## EXERCISE INPUTS
=== Begin Enclosure ===

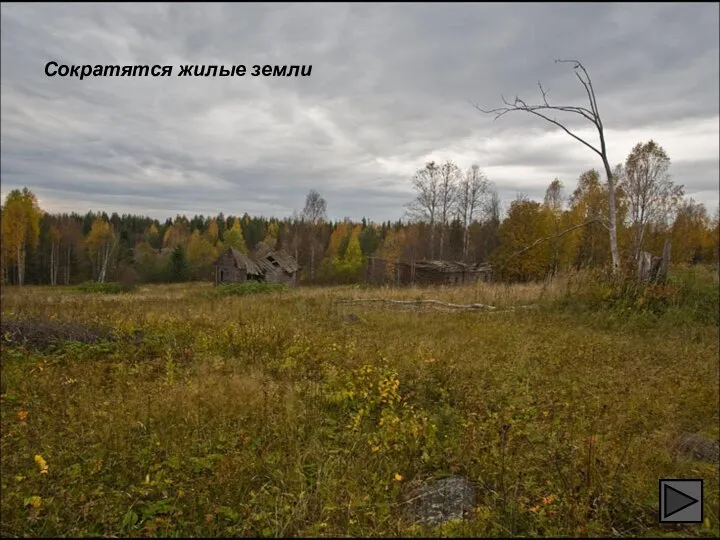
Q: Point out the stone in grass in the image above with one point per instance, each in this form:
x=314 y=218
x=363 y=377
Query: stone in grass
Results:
x=439 y=501
x=694 y=446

=== End Enclosure ===

## TASK OBJECTIVE
Please report all lines in the entries where "grass" appears.

## COMPLETED EXERCISE
Q: Point out the stone in grass in the image above with one point per instance, each in this form:
Query: stone in grass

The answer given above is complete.